<<<<
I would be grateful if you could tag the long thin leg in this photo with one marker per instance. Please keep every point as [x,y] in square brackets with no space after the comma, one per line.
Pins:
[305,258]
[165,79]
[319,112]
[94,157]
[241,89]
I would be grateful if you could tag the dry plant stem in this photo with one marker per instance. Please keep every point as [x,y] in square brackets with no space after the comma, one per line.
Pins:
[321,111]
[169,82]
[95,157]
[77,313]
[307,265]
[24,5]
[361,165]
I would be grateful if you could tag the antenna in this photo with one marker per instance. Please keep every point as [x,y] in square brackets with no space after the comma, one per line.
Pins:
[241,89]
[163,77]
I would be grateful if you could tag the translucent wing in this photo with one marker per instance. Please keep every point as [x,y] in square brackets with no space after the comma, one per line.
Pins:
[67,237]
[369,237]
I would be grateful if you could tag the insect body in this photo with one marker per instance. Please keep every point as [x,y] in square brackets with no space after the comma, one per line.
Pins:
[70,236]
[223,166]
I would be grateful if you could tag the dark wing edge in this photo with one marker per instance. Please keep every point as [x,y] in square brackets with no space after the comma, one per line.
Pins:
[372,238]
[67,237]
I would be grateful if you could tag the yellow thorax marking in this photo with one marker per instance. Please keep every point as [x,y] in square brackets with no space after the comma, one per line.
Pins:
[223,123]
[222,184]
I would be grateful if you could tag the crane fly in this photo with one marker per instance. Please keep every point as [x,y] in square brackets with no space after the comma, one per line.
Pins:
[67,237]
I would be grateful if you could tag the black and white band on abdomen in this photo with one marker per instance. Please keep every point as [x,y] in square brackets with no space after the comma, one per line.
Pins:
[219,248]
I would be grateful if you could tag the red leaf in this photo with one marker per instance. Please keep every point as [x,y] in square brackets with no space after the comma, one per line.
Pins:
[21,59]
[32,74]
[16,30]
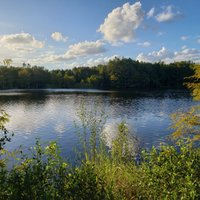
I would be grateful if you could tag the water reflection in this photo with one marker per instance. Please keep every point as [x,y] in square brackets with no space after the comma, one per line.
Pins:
[50,114]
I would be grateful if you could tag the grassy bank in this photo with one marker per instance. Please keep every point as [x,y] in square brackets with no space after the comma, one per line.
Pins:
[168,172]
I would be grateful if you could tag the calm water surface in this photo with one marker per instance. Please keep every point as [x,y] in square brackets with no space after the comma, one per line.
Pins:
[50,114]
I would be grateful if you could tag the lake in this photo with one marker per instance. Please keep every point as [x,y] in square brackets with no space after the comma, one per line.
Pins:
[50,114]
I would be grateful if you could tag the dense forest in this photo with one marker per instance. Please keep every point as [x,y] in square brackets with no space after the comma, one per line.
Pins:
[116,74]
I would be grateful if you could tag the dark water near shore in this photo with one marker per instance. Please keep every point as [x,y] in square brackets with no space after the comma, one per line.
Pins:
[50,114]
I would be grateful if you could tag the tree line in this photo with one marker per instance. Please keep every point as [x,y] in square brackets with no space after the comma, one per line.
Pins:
[122,73]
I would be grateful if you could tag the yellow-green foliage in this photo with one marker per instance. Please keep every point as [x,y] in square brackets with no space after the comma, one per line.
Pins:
[194,83]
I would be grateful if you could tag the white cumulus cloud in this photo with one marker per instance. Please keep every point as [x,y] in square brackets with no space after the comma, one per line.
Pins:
[167,15]
[144,44]
[151,13]
[170,56]
[57,36]
[80,49]
[20,42]
[121,23]
[184,37]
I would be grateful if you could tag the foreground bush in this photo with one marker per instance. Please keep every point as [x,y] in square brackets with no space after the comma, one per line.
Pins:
[169,173]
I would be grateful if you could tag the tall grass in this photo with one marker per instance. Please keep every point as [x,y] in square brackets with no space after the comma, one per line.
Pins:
[170,172]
>>>>
#### [The request]
Output, exactly, all the records above; include no pictures.

#### [Answer to this exercise]
I would be grateful if you could tag the long thin leg in this photo with one marker per instance. Please keep every point as [x,y] in square brackets with no space after the comma, one per line.
Pins:
[305,258]
[165,79]
[319,112]
[94,157]
[241,89]
I would be grateful if you could tag the dry plant stem in this photo with one marker per instance. Please keep every point as [x,y] in square brackets with no space after the comma, one per line.
Pins:
[321,111]
[169,82]
[95,157]
[77,313]
[307,265]
[24,5]
[361,165]
I would be grateful if you could tag the antenna in this photo with one marker per instance. Please keep every point as [x,y] in square brackets with no space after the comma, one per line.
Pins:
[241,89]
[163,77]
I would be grateful if you could tag the translucent wing in this photo with one marker per instance. Please keep every point as [x,y] in square brackets with no space after the comma, one per line.
Pins:
[67,237]
[369,237]
I would be grateful if you could tag the insect body in this photo with one marker per instance. Please keep every point as [x,y] in square brackets with no space after the comma, one per line.
Pins:
[70,236]
[223,166]
I would be grateful if you could tag the dark wing edge in this photo with one marker per instance. Please keep every point as [x,y] in square brackets with no space after the comma, one per line.
Pins:
[372,238]
[67,237]
I would be grateful if you could tag the yellow thorax marking in this photo with one marker per instance. Please keep every point as [x,y] in square brackets with no space after the comma, one per line.
Pins:
[223,123]
[222,184]
I would be grateful if you could tag the crane fly in this photo with one marker per instance. Please keep every point as [x,y] in square brackets with no space after the comma, one per line.
Pins:
[67,237]
I would be grateful if you could tag the black and white band on abdomen in this photo with one marker per instance. Please keep every point as [x,y] in square brackets with no space after the comma, one per line.
Pins:
[219,248]
I would be grateful if you could tag the red leaf in this photo with one marker per instance. Please keep every point as [x,y] in square brackets with no space after the comma, one per line.
Pins:
[21,59]
[32,74]
[16,30]
I would be grateful if you could tag the water reflection in this photo with one marker per instance. Please keep every point as [x,y] in square brackets with no space after the comma, one per line.
Pins:
[50,114]
I would be grateful if you could tag the grassy bank in this photo with one marker per instance. Please keep every point as [x,y] in square brackets with no space after the comma, one per line.
Pins:
[168,172]
I would be grateful if you could tag the calm water surface in this photo with one marker per instance. Please keep every point as [x,y] in square brackets with no space after the comma, one per line.
Pins:
[50,114]
I would be grateful if you could tag the lake in this photo with one marker per instance. Please keep every point as [x,y] in square brackets with no space after the comma, one per line.
Pins:
[50,114]
I would be grateful if you could tag the dense forest in this photo with one marker per instance. Please keep every point as [x,y] in square brackets with no space after the comma, one per line.
Pins:
[116,74]
I would be grateful if you could tag the dark water near shore in this photo with one marker per instance. Please keep every point as [x,y] in square brackets with no space after the comma, one per line.
Pins:
[50,114]
I would be grateful if you could tag the tree line in this photo with one marker per instance. Please keep every point as [x,y] in square brackets with no space after the comma, one per line.
Pins:
[122,73]
I would be grateful if you could tag the yellow-green foliage in this photo with one marker per instance. Please keep every point as [x,y] in square brackets with no space after the comma, one per line.
Pins:
[194,83]
I would be grateful if you could tag the white cumulus cloud in this photo with one marker per instance. Please keep every point as [x,y] in square brackets with no space after the comma, one per line.
Pins:
[167,15]
[144,44]
[151,13]
[170,56]
[57,36]
[80,49]
[20,42]
[121,23]
[184,37]
I would be grateful if you could tag the foreground bush in this photo with one marker per instance. Please keep every point as [x,y] in square brackets with no space after the comma, one per line.
Pins:
[169,173]
I would be grateful if you could tag the tall grass in this photo with one marker per instance. Please keep every point as [x,y] in square brackets with no space after the comma, one per line.
Pins:
[170,172]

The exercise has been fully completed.